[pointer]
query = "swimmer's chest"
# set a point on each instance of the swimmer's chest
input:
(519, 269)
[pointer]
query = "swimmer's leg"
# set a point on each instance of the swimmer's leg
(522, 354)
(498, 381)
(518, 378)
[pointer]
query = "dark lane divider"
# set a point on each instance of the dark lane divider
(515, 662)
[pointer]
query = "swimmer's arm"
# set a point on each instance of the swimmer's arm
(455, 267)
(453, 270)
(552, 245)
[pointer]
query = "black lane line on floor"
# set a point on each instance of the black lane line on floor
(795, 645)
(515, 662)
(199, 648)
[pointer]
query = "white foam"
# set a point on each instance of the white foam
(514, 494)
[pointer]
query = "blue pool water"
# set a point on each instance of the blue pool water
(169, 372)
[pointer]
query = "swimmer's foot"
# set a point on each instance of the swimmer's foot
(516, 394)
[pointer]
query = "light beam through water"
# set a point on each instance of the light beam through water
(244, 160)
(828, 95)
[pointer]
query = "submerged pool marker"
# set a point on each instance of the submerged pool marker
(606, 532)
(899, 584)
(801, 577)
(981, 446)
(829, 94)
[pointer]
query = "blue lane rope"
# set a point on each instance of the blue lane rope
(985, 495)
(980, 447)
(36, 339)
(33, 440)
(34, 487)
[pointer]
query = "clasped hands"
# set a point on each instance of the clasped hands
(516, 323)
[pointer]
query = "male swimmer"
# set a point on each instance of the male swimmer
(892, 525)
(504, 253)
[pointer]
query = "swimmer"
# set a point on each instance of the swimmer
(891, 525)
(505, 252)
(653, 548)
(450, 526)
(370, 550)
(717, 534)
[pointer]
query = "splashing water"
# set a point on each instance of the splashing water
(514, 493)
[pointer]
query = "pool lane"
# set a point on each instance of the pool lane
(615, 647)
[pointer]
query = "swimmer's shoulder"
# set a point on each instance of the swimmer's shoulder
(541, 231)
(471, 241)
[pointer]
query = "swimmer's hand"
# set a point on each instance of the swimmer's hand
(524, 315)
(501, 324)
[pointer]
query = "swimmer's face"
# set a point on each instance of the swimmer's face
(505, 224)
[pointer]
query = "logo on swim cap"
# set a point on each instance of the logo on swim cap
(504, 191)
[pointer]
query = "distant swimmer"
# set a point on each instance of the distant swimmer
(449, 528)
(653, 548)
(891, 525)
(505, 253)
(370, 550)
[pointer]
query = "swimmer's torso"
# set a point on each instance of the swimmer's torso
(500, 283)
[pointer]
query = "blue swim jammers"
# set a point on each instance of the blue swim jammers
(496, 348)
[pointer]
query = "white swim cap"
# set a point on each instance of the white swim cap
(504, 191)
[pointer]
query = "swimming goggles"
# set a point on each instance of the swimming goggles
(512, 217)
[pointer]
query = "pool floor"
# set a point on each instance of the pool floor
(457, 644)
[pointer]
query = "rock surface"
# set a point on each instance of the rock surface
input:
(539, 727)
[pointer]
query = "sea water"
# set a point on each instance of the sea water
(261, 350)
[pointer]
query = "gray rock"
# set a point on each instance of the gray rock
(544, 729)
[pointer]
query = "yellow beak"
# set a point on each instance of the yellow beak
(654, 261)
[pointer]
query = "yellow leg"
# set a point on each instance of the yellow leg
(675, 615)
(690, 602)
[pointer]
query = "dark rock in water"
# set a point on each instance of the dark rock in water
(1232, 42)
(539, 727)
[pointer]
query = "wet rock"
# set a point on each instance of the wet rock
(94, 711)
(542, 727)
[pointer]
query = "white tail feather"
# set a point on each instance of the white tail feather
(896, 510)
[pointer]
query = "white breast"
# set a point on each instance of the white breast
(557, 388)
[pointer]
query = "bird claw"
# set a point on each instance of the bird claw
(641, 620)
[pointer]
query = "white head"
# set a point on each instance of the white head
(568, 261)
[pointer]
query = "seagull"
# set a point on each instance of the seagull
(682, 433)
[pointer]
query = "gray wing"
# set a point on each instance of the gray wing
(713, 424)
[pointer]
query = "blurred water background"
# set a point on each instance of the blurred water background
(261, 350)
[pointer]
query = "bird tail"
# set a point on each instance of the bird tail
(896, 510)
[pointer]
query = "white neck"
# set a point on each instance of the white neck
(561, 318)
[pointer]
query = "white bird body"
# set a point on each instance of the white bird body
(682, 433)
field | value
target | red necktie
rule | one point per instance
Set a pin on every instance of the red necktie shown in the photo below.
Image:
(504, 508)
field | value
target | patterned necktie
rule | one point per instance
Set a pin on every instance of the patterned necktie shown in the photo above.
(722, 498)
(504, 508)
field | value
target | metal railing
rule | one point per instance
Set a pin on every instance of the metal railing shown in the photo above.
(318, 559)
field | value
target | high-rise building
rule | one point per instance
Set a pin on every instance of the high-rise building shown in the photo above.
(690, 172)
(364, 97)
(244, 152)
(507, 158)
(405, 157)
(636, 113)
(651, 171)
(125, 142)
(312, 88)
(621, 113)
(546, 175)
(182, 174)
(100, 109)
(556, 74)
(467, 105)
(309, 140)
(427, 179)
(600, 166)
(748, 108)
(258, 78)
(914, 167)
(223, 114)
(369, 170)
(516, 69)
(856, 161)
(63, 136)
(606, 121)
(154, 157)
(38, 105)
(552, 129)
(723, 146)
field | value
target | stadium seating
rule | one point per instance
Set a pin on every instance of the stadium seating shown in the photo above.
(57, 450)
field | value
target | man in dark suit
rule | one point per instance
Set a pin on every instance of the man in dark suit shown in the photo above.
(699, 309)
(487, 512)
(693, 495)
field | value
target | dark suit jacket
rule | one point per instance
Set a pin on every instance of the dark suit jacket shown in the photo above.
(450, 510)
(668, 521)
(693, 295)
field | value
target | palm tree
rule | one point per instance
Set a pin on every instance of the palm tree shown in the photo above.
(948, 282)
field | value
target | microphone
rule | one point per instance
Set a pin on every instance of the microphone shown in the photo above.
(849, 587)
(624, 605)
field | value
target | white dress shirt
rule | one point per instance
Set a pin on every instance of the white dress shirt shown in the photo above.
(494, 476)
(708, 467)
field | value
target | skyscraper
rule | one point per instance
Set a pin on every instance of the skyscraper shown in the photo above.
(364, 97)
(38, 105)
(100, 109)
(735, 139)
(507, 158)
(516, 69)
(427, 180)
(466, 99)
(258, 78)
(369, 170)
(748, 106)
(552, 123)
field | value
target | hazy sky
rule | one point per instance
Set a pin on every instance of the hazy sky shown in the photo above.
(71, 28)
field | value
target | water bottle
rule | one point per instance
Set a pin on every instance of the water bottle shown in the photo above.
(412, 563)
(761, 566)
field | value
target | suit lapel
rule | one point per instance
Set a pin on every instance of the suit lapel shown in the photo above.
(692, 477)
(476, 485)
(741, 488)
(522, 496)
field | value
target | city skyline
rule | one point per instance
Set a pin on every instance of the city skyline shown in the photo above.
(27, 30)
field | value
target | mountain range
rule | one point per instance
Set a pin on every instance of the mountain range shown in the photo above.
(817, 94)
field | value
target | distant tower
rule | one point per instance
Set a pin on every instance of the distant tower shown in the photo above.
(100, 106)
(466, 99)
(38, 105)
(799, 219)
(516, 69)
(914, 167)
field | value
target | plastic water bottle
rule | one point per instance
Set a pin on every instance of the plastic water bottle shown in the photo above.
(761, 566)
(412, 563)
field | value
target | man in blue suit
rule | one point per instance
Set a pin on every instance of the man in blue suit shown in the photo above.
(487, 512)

- **Exercise**:
In full and exactly as written, repeat the data.

- **Exercise answer**:
[pointer]
query = "swimmer's chest"
# set a point on each instance of the swimmer's chest
input:
(519, 269)
[pointer]
query = "swimmer's leg"
# set a point on each instance of the swimmer's leg
(522, 354)
(498, 381)
(518, 378)
[pointer]
query = "dark lane divider"
# set a point on each instance of the dark lane divider
(515, 662)
[pointer]
query = "swimmer's arm"
# set a point on each instance of the swimmer's arm
(455, 267)
(453, 270)
(552, 245)
[pointer]
query = "black lane line on floor"
# set a point on each instance of the black lane line on floor
(795, 645)
(515, 662)
(199, 648)
[pointer]
query = "white foam"
# set a point on each instance of the white foam
(514, 494)
[pointer]
query = "blue pool water"
# set a point on each instance of the blue pool water
(169, 372)
[pointer]
query = "swimmer's foot"
# set a point on each instance of the swimmer's foot
(516, 394)
[pointer]
query = "light beam through water"
# set a point on each instance of the light beam through water
(244, 160)
(828, 95)
[pointer]
query = "submerged pool marker"
# set a point on each instance of the submerged pool marker
(606, 532)
(899, 584)
(801, 577)
(981, 446)
(829, 94)
[pointer]
query = "blue lane rope"
# set a point on each instance of the blue lane rope
(985, 495)
(980, 447)
(36, 339)
(33, 440)
(34, 487)
[pointer]
query = "clasped hands"
# set a point on each instance of the clasped hands
(516, 323)
[pointer]
query = "male swimmer"
# set a point on each instance of the male swimmer
(892, 525)
(504, 253)
[pointer]
query = "swimmer"
# set a point on each instance of the swimmer
(891, 525)
(505, 252)
(653, 548)
(450, 526)
(370, 550)
(717, 534)
[pointer]
query = "splashing water"
# set a point on each instance of the splashing water
(514, 493)
[pointer]
query = "pool lane"
# set a point on each instance of the pool lane
(615, 647)
[pointer]
query = "swimmer's shoulder"
# set a point on each instance of the swimmer's shoulder
(541, 231)
(471, 241)
[pointer]
query = "swimmer's hand"
# set a point on each instance of the swimmer's hand
(524, 315)
(501, 324)
[pointer]
query = "swimmer's face"
# set a point on each instance of the swimmer's face
(505, 224)
[pointer]
query = "logo on swim cap"
# set a point on each instance of the logo on swim cap
(504, 191)
[pointer]
query = "distant swimmer"
# set a point on each instance of the distant swimmer
(449, 528)
(653, 548)
(891, 525)
(505, 253)
(370, 550)
[pointer]
query = "swimmer's torso"
# set a point on each instance of the swimmer's torso
(500, 283)
[pointer]
query = "blue swim jammers"
# set a point on each instance of the blue swim jammers
(496, 348)
[pointer]
query = "white swim cap"
# set a point on each instance of the white swim cap
(504, 191)
[pointer]
query = "swimming goggles"
# set a point on each instance of the swimming goggles
(512, 217)
[pointer]
query = "pool floor"
# set a point on each instance of the pool floor
(457, 644)
[pointer]
query = "rock surface"
# set a point on each instance of the rock surface
input:
(539, 727)
[pointer]
query = "sea water"
# set a point on each instance of the sea water
(261, 350)
[pointer]
query = "gray rock"
# set a point on each instance of the gray rock
(544, 729)
[pointer]
query = "yellow beak"
# set a point on each instance of the yellow beak
(654, 261)
[pointer]
query = "yellow leg"
# set a point on each instance of the yellow leg
(675, 615)
(690, 602)
[pointer]
query = "dark rock in water"
# set a point on each instance of the dark rock in water
(1232, 42)
(539, 727)
[pointer]
query = "wet rock"
# set a point on each instance of the wet rock
(94, 711)
(542, 727)
[pointer]
query = "white tail feather"
# set a point on each instance of the white tail feather
(896, 510)
[pointer]
query = "white breast"
# set a point on each instance of the white breast
(557, 388)
[pointer]
query = "bird claw"
# set a point on each instance of the bird claw
(641, 620)
[pointer]
query = "white head"
# set a point on each instance of the white head
(568, 261)
[pointer]
query = "seagull"
# set a point on each instance of the seagull
(682, 433)
[pointer]
query = "gray wing"
# set a point on each instance of the gray wing
(713, 424)
[pointer]
query = "blurred water background"
# set a point on each instance of the blurred water background
(261, 350)
[pointer]
query = "bird tail"
# set a point on each instance of the bird tail
(896, 510)
[pointer]
query = "white neck"
# set a point on each instance of the white neck
(561, 318)
[pointer]
query = "white bird body"
# set a point on each instance of the white bird body
(682, 433)
field | value
target | red necktie
rule | one point per instance
Set a pin on every instance of the red necktie shown in the photo below.
Image:
(504, 508)
field | value
target | patterned necktie
rule | one point per instance
Set a pin on every instance of the patterned necktie shown in the photo above.
(722, 498)
(504, 508)
field | value
target | metal railing
rule | one point per instance
Set a pin on every instance of the metal railing shown in the photo above.
(318, 559)
field | value
target | high-rise building
rule | one point per instance
Set a pin on every instance of the high-rise building shown in the photo above.
(690, 172)
(364, 97)
(244, 152)
(507, 158)
(405, 157)
(636, 113)
(651, 171)
(125, 142)
(312, 88)
(621, 113)
(546, 175)
(182, 174)
(100, 109)
(556, 74)
(467, 105)
(309, 140)
(427, 179)
(600, 166)
(748, 108)
(258, 78)
(914, 167)
(223, 114)
(369, 170)
(516, 69)
(856, 161)
(63, 136)
(606, 121)
(154, 157)
(38, 105)
(552, 129)
(723, 146)
field | value
target | stadium seating
rule | one point per instance
Set a pin on every instance of the stadium seating shown in the photo above.
(57, 450)
field | value
target | man in dark suit
rule | one point per instance
Set a pin on every instance of the man in dark suit shown in the photo above.
(699, 309)
(487, 512)
(693, 495)
field | value
target | dark suit jacket
rule | one point per instance
Set a pin on every instance of the dark suit jacket shown in the photo above.
(450, 510)
(668, 521)
(693, 295)
field | value
target | palm tree
rule | one point per instance
Set a pin on every instance of the palm tree shown in the photo above.
(948, 282)
field | value
target | microphone
rule | one point per instance
Set a pin on every instance of the microphone shown in the photo above.
(849, 587)
(624, 605)
field | value
target | white dress shirt
rule | one point per instance
Set a pin on every instance of the white dress shirt shown in the photo above.
(494, 476)
(708, 467)
field | value
target | skyscraper
rule | one point per instance
Set a pin on every instance of the skyscraper shown in the photo above.
(364, 97)
(38, 105)
(100, 109)
(735, 139)
(507, 158)
(516, 69)
(427, 180)
(466, 99)
(258, 78)
(369, 170)
(748, 106)
(552, 123)
field | value
target | hazy sky
rule | one point per instance
Set a pin on every instance of the hazy sky shown in the photo above.
(71, 28)
field | value
target | water bottle
rule | one point per instance
Set a pin on every instance of the water bottle shown in the photo above.
(412, 563)
(761, 566)
field | value
target | suit lapel
rule | one point per instance
Set a pin on every instance of the suit lapel shown in the photo above.
(692, 477)
(476, 485)
(741, 488)
(522, 496)
field | value
target | city skyline
rule | one point per instance
Set a pin on every instance of the city skyline shown in the photo above.
(27, 30)
field | value
target | mountain range
rule | one point per instance
Set a pin on every instance of the mountain range shown in the photo above.
(817, 94)
field | value
target | distant tower
rule | one point per instance
Set a pin on every instance of the distant tower shown in the photo above.
(100, 106)
(466, 99)
(38, 105)
(799, 219)
(516, 69)
(914, 167)
field | value
target | plastic water bottle
rule | one point per instance
Set a pin on every instance of the plastic water bottle shown in the photo above.
(761, 566)
(412, 563)
field | value
target | man in blue suit
rule | one point per instance
Set a pin on every instance of the man in blue suit shown in the photo above.
(487, 512)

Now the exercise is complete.